課題内容. 季語と俳句についての文章のうち、「そこで今回から、「二十四節気」を含む箇所から書き始め、「今回は「初冬」(立冬・小雪)の季語と俳句をご紹介します。」のところで止めて、一字一句変えずに出力しなさい。

前回まで、「ホトトギス派の俳人」16人(「ホトトギス派の俳人(その16)杉田久女:虚子との確執で有名な悲運の女流俳人」など)と「ホトトギス派以外の俳人」14人(「ホトトギス派以外の俳人(その14)長谷川かな女:大正期を代表する女流俳人」など)を紹介する記事を書いてきました。

ホトトギス派は、「客観写生」「花鳥諷詠」「有季定型(季語のある定型俳句)」を旨としましたが、それに飽き足りない俳人たちが、「無季俳句」や「自由律俳句」などを標榜する「新興俳句運動」を起こしました。

私は、「新興俳句運動」を全否定するつもりはなく、それなりの歴史的意義はあったと思います。しかし、私はやはり季節感溢れる「季語」を詠み込んだ「定型俳句」に魅力を感じます。

そこには、現代の私たちの生活から失われつつある(一部はほとんど失われた)季節感が溢れており、「懐かしい日本の原風景」を見るような気がします。

そこで今回から、「二十四節気」に沿って季節感あふれる「季語」と俳句をご紹介していきたいと思います。

なお、前に「季語の季節と二十四節気、旧暦・新暦の季節感の違い」という記事も書いていますので、ぜひご覧下さい。

季語の季節対比表

二十四節気図

「冬」は旧暦10月~12月にあたり、「初冬」(立冬・小雪)、「仲冬」(大雪・冬至)、「晩冬」(小寒・大寒)に分かれます。

今回は「初冬」(立冬・小雪)の季語と俳句をご紹介します。

・立冬(りっとう):新暦11月7日頃です。「十月節」 冬の気配が感じられます。

・小雪(しょうせつ):新暦11月22日頃です。「十月中」 寒くなって雨が雪になります。

抽出資料.
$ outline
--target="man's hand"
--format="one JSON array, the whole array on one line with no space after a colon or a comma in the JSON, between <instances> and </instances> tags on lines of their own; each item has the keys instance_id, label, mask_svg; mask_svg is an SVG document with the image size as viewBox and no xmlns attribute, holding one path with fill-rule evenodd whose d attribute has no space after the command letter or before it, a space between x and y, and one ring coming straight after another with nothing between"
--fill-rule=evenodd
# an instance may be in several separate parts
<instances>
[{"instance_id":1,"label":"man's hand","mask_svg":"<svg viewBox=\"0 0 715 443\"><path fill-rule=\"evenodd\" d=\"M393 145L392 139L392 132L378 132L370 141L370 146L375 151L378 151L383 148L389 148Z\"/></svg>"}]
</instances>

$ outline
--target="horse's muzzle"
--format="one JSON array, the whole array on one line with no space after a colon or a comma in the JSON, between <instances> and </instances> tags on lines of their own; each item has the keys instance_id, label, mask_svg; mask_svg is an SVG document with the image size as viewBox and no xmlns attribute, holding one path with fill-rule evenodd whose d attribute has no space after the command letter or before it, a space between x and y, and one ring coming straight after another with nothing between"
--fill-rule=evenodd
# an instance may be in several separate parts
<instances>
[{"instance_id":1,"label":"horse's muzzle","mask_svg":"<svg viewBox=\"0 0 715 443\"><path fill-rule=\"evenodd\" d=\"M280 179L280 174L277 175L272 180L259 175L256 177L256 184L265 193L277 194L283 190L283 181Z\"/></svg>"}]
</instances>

解答例.
そこで今回から、「二十四節気」に沿って季節感あふれる「季語」と俳句をご紹介していきたいと思います。

なお、前に「季語の季節と二十四節気、旧暦・新暦の季節感の違い」という記事も書いていますので、ぜひご覧下さい。

季語の季節対比表

二十四節気図

「冬」は旧暦10月~12月にあたり、「初冬」(立冬・小雪)、「仲冬」(大雪・冬至)、「晩冬」(小寒・大寒)に分かれます。

今回は「初冬」(立冬・小雪)の季語と俳句をご紹介します。